Supplied text:
***

-------------------
🚀 Features
^^^^^^^^^^^^^
- Add support for Python 3.9
- Add the ``cache`` (default to ``cachetools.TTLCache(maxsize=1024,
ttl=1200)``) attribute to the ``KG`` class to significantly speed up the walks
extraction through caching.
- Add the ``is_update`` (default to ``False``) hyper-parameter in the ``fit``
method of the ``Embedder`` and ``Word2Vec`` classes to update an existing
vocabulary.
- Add the ``literals`` (default to ``[]``) attribute in the ``KG`` class to
support a basic literal extraction.
- Add the ``mul_req`` (default to ``False``) attribute to the ``KG`` class to
speed up the extraction of walks and literals for remote Knowledge Graph by
sending asynchronous requests.
- Add the ``n_jobs`` (default to ``None``) attribute to the ``Walker`` class
to speed up the extraction of walks with multiprocessing.
- Add the ``random_state`` (default to ``None``) parameter for the ``Walker``
class to handle better random determinism with walking and sampling
strategies.
- Add the ``verbose`` (default to ``0``) attribute to the
``RDF2VecTransformer`` class to display useful debugging information and to
measure the time of extraction, fit and generation of embeddings and
literals.
- Add the ``with_reverse`` (default to ``False``) parameter for the ``Walker``
class to generate more walks and improve the accuracy with ``Word2Vec``, by
including the parents of the entities in the walks.
- Add the possibility to do online learning of a model with the ``load`` and
the ``save`` methods in the ``RDF2VecTransformer`` class.
- Add the validators for class parameter attributes.
Added
^^^^^
- Add the ``Connector`` generic class to simplify the implementation of new
connectors.
- Add the ``SPARQLConnector`` class to delegate the connection part to the
SPARQL endpoint server.
- Add the ``Vertex`` class in a slot to reduce RAM usage.
- Add the ``WalkerNotSupported`` and ``SamplerNotSupported`` exceptions in the
``Walker`` and ``Sampler`` classes when a walking strategy and a sampling
strategy is not supported.
- Add the ``_cast_literals`` private method to the ``KG`` class to convert the
raw literals of an entity according to their real types.

***

Problems and tasks:
[A] Reproduce the changelog word for word, taking everything from "- Add the validators" down to "is not supported.".
[B] In the changelog's Features section, which attributes are added to the KG class?
[C] According to the changelog, what does the with_reverse parameter include in the walks?
Use only the changelog above as your source.

Raw records:
***

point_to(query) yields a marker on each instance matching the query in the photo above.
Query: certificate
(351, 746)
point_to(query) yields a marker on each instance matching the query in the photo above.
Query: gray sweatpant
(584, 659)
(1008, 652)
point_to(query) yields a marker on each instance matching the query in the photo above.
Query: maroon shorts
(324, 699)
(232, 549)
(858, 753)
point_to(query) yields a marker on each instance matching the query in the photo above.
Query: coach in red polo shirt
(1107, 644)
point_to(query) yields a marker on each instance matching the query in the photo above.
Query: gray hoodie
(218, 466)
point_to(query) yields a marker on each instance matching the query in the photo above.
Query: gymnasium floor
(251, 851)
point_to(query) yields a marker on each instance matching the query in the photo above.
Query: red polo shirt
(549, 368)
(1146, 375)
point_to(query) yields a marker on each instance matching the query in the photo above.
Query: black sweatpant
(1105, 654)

***

Answers:
[A]
- Add the validators for class parameter attributes.
Added
^^^^^
- Add the ``Connector`` generic class to simplify the implementation of new
connectors.
- Add the ``SPARQLConnector`` class to delegate the connection part to the
SPARQL endpoint server.
- Add the ``Vertex`` class in a slot to reduce RAM usage.
- Add the ``WalkerNotSupported`` and ``SamplerNotSupported`` exceptions in the
``Walker`` and ``Sampler`` classes when a walking strategy and a sampling
strategy is not supported.

[B] cache, literals, mul_req

[C] The parents of the entities.